§ **EXTRACT**
Bush: Sudan has last chance to avoid US sanctions
By Steve Holland
WASHINGTON, April 18 (Reuters) - President George W. Bush warned Sudan's president on Wednesday he had one last chance to stop violence in Darfur or else the United States would impose sanctions and consider other punitive options.
Bush said he had decided to give U.N. Secretary-General Ban Ki-moon more time to pursue diplomacy with Sudanese President Omar Hassan al-Bashir but made clear in a speech at the U.S. Holocaust Museum his patience was limited.
"President Bashir should take the last chance by responding to the secretary-general's efforts and to meet the just demands of the international community," Bush said.
Bush raised the possibility of an international no-fly zone aimed at preventing Sudan's military aircraft from flying over Darfur. He accused the Sudanese of painting military planes white to disguise them as U.N. or African Union aircraft, as revealed in a U.N. report.
"I'm also looking at what steps the international community could take to deny Sudan's government the ability to fly its military aircraft over Darfur, and if we don't begin to see signs of good-faith commitments, we will hear calls for even sterner measures. The situation doesn't have to come to that," Bush said.
Britain has pushed for a no-fly zone in Darfur but U.S. defense officials have said it is not an option being actively explored as such a measure would be hard to implement in an area the size of Texas. U.N. sanctions forbid offensive flights over Darfur and ban arms from the area.

§ **YOUR TASK**
Please reproduce the Sudan sanctions article above word for word, from its headline to its final sentence.

§ **THE DATA**
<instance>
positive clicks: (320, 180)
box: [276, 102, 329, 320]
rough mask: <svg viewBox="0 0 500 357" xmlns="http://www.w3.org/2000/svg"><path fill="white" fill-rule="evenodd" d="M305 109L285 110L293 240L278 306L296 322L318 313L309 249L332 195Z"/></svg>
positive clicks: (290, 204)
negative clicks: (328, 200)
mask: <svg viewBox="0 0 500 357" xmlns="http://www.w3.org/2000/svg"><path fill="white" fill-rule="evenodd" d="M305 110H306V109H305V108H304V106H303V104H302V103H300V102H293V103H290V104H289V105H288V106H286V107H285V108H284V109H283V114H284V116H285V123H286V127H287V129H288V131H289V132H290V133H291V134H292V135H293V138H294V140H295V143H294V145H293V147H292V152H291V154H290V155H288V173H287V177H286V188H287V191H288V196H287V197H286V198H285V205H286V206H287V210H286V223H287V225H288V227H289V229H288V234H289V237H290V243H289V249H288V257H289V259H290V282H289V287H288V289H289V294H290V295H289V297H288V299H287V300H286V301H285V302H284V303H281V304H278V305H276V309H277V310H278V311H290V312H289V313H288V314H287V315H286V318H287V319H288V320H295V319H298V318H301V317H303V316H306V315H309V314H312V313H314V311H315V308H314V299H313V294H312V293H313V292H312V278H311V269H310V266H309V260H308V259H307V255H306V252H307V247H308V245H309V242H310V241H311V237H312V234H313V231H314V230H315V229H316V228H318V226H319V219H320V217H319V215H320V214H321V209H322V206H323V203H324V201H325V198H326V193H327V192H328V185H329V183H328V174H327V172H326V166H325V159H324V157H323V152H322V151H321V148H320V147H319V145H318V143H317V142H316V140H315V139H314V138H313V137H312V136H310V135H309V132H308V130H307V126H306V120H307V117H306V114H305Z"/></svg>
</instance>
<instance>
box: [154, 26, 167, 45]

§ **COMPLETED TASK**
Bush: Sudan has last chance to avoid US sanctions
By Steve Holland
WASHINGTON, April 18 (Reuters) - President George W. Bush warned Sudan's president on Wednesday he had one last chance to stop violence in Darfur or else the United States would impose sanctions and consider other punitive options.
Bush said he had decided to give U.N. Secretary-General Ban Ki-moon more time to pursue diplomacy with Sudanese President Omar Hassan al-Bashir but made clear in a speech at the U.S. Holocaust Museum his patience was limited.
"President Bashir should take the last chance by responding to the secretary-general's efforts and to meet the just demands of the international community," Bush said.
Bush raised the possibility of an international no-fly zone aimed at preventing Sudan's military aircraft from flying over Darfur. He accused the Sudanese of painting military planes white to disguise them as U.N. or African Union aircraft, as revealed in a U.N. report.
"I'm also looking at what steps the international community could take to deny Sudan's government the ability to fly its military aircraft over Darfur, and if we don't begin to see signs of good-faith commitments, we will hear calls for even sterner measures. The situation doesn't have to come to that," Bush said.
Britain has pushed for a no-fly zone in Darfur but U.S. defense officials have said it is not an option being actively explored as such a measure would be hard to implement in an area the size of Texas. U.N. sanctions forbid offensive flights over Darfur and ban arms from the area.